Town in Somerset, England

Langport is a town and civil parish in Somerset, England, 5 mi west of Somerton. The parish, which covers only part of the town, has a population of 3,578. Langport is contiguous with Huish Episcopi, a separate parish that includes much of the town's outskirts.

==History==
Langport (old forms are "Langeberga" and "Langeport") consists of two parts, one on the hill and one by the River Parrett. The former owed its origin to its defensible position, and the latter its growth to its facilities for trade on the chief river of Somerset. Eilert Ekwall translates it as "long town" or "long market". Its name looks like Anglo-Saxon for "long port", but it may be "long market place" that could have been on the causeway that is now Bow Street.

Many of the houses in Bow Street tilt backwards due to settlement of the land behind the causeway. It is speculated that Langport is the place mentioned in old Welsh sources as "Llongborth" = "Ship-port", the site of the Battle of Llongborth. "Longphort" is a term used in Ireland for a Viking ship enclosure or shore fortress, with an identical etymology. Langport was previously also known as Langport Eastover, with the part on the western bank being Langport Westover, now known just as Westover. Langport is on the ancient way from Glastonbury to Taunton.

Langport could have been important during the Roman occupation as there were several villas in the vicinity. It was one of the forts listed in the Burghal Hidage indicating its strategic position for King Alfred, as well as being close to the royal centre of Somerton. According to the Domesday Book of 1086, it had 34 resident burgesses and was worth the then large sum of £79 10s 7d.

The parish of Combe was part of the Kilmersdon Hundred, while Langport Eastover was within the Hundred of Pitney.

The first charter, granted by Elizabeth I in 1562, recognised that Langport was a borough of great antiquity, which had enjoyed considerable privileges, being governed by a portreeve. It was incorporated by James I in 1617, but the corporation was abolished in 1883. Langport was represented in Parliament in 1304 and 1306. In medieval times Langport was an important centre for cloth making.

The charter of 1562 granted three annual fairs to Langport, on 28 June, 11 November, and the second Monday in Lent. Only one fair is now held, a horse and cattle fair on 3 September. A Saturday market was held under the grant of 1562, but in the 19th century the market day was changed to Tuesday.

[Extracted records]
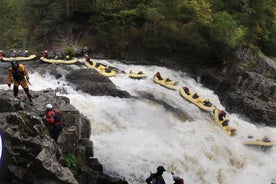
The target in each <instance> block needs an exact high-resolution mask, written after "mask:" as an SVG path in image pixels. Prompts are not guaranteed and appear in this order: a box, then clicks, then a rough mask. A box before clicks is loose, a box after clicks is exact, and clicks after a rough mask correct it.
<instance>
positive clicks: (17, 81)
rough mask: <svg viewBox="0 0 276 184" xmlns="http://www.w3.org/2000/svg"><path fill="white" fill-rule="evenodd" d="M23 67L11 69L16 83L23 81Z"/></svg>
mask: <svg viewBox="0 0 276 184" xmlns="http://www.w3.org/2000/svg"><path fill="white" fill-rule="evenodd" d="M24 69H25V68H24V66H22V65H19V66H18V68H17V69H12V76H13V79H14V80H15V81H17V82H20V81H21V80H23V79H24Z"/></svg>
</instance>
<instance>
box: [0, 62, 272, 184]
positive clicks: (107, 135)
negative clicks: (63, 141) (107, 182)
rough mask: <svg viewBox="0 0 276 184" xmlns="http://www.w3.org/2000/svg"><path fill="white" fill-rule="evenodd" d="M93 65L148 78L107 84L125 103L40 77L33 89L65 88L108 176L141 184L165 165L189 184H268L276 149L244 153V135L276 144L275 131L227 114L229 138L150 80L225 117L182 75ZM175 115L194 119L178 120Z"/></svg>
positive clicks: (205, 89) (178, 117)
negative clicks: (113, 85) (123, 98)
mask: <svg viewBox="0 0 276 184" xmlns="http://www.w3.org/2000/svg"><path fill="white" fill-rule="evenodd" d="M97 62H103V63H105V64H108V65H111V66H115V67H117V68H120V69H121V70H123V71H125V72H128V71H129V70H133V71H140V70H142V71H144V73H146V74H148V77H147V78H146V79H143V80H134V79H131V78H129V77H128V76H127V75H125V74H123V73H121V74H118V75H116V76H115V77H111V78H110V79H111V80H112V82H113V83H114V84H115V85H116V86H117V87H118V88H120V89H122V90H125V91H128V92H129V93H130V94H131V95H132V96H133V97H132V98H129V99H121V98H116V97H109V96H100V97H99V96H90V95H88V94H86V93H82V92H80V91H78V92H76V91H75V90H74V89H72V88H71V87H70V85H68V84H66V81H56V79H54V78H53V77H51V76H50V75H45V76H40V75H39V74H37V73H33V74H31V78H32V79H34V80H35V81H33V86H32V87H31V89H32V90H41V89H45V88H48V87H51V88H53V89H55V88H57V87H59V86H60V85H61V84H62V85H63V86H66V85H67V88H66V90H67V92H66V95H65V96H67V97H68V98H70V101H71V103H72V104H73V105H74V106H75V107H76V108H77V109H78V110H79V111H81V112H82V113H83V114H84V115H85V116H87V117H88V119H89V120H90V122H91V128H92V135H91V140H93V142H94V146H95V148H94V151H95V157H97V158H98V159H99V161H100V162H101V163H102V164H103V166H104V171H105V172H106V173H107V174H110V175H113V176H119V177H123V178H124V179H126V180H127V181H128V182H129V183H130V184H142V183H145V178H146V177H148V176H149V174H150V172H155V171H156V167H157V166H158V165H163V166H164V167H165V168H166V170H167V171H173V172H175V173H177V174H179V175H180V176H181V177H184V179H185V183H188V184H199V183H203V184H205V183H207V184H209V183H210V184H214V183H219V184H230V183H236V184H251V183H262V184H270V180H271V178H273V177H275V173H276V167H275V166H274V164H273V163H276V150H275V148H274V147H273V148H272V149H271V150H269V151H266V152H264V151H262V150H261V149H256V148H248V147H245V146H244V145H242V141H243V140H245V139H246V137H247V136H248V135H249V134H251V135H254V136H255V137H262V136H264V135H269V136H270V137H271V138H272V139H273V140H276V129H275V128H271V127H266V126H256V125H255V124H253V123H251V122H249V121H247V120H245V118H244V117H241V116H240V115H239V114H228V117H229V118H230V119H231V122H230V123H231V124H230V125H231V126H233V127H235V128H237V129H238V135H237V136H236V137H229V136H227V135H226V134H225V132H223V131H222V129H220V128H219V127H218V126H217V125H216V124H215V123H214V121H213V118H212V116H211V115H210V114H209V113H206V112H203V111H201V110H199V109H198V108H197V107H196V106H194V105H193V104H191V103H189V102H187V101H186V100H184V99H183V98H182V97H181V96H180V95H179V93H178V91H177V90H176V91H173V90H168V89H166V88H164V87H162V86H159V85H157V84H155V83H154V82H153V80H152V76H153V75H154V74H155V73H156V72H157V71H159V72H160V73H161V74H162V75H163V76H164V77H169V78H170V79H172V80H177V81H179V83H178V86H179V87H180V86H183V85H185V86H188V87H190V89H191V90H193V91H196V92H197V93H198V94H199V95H200V96H202V97H203V98H205V97H208V98H209V99H210V100H211V101H212V103H214V104H215V105H216V106H217V107H219V108H220V109H224V107H223V106H222V105H221V104H220V102H219V99H218V97H217V95H216V94H214V92H213V91H212V90H209V89H208V88H206V87H204V86H202V85H201V84H200V83H198V82H197V81H195V80H193V79H191V78H190V77H189V76H188V75H186V74H185V73H183V72H181V71H173V70H170V69H167V68H164V67H158V66H139V65H125V64H122V63H120V62H118V61H107V60H98V61H97ZM45 79H47V80H45ZM0 88H6V87H4V86H0ZM147 94H151V97H148V96H150V95H147ZM164 104H165V105H164ZM168 107H170V108H168ZM226 110H227V109H226ZM176 112H178V113H176ZM179 112H184V113H185V114H188V115H189V116H190V117H191V118H188V119H187V118H186V119H185V118H181V116H179V114H181V113H179ZM163 176H164V178H165V180H166V182H167V183H173V181H172V177H171V175H170V172H165V173H164V174H163Z"/></svg>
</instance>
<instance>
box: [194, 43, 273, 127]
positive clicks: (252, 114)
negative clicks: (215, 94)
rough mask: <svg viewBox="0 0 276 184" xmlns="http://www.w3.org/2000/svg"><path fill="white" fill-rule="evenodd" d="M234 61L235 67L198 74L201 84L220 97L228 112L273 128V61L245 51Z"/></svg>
mask: <svg viewBox="0 0 276 184" xmlns="http://www.w3.org/2000/svg"><path fill="white" fill-rule="evenodd" d="M234 59H235V64H226V65H224V66H223V67H221V68H219V69H218V68H216V69H208V70H204V71H203V70H199V71H197V73H198V74H199V76H200V77H201V80H202V83H203V84H204V85H206V86H208V87H209V88H211V89H213V90H214V91H215V92H216V93H217V94H219V97H220V100H221V101H222V103H223V105H225V107H226V109H227V110H228V111H231V112H236V113H239V114H243V115H245V116H246V117H248V118H249V119H251V120H252V121H254V122H256V123H265V124H267V125H274V126H275V125H276V103H275V102H276V83H275V82H276V62H275V61H273V60H271V59H269V58H268V57H266V56H264V55H262V54H256V53H255V52H253V51H252V50H250V49H246V48H244V49H240V50H238V51H237V52H236V57H235V58H234Z"/></svg>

Exercise set
1. Translate this sentence from the Langport text into Spanish: "Many of the houses in Bow Street tilt backwards due to settlement of the land behind the causeway."
2. Answer from the Langport text:
(a) What is the population of the parish?
(b) Who incorporated Langport, and in what year?
(c) What fair is held now, and on what date?
3. Say whether each statement agrees with the Langport text, and quote the words that decide it.
(a) The parish of Langport covers the whole town.
(b) The corporation was abolished in 1883.
(c) Langport's market is still held on Saturday.
The lines above are separate from the Langport text.

Answers to the exercise
1. Muchas de las casas de Bow Street se inclinan hacia atrás debido al asentamiento del terreno detrás de la calzada.

2.
(a) 3,578
(b) James I, in 1617
(c) A horse and cattle fair, on 3 September

3.
(a) No: "The parish, which covers only part of the town"
(b) Yes: "but the corporation was abolished in 1883"
(c) No: "in the 19th century the market day was changed to Tuesday"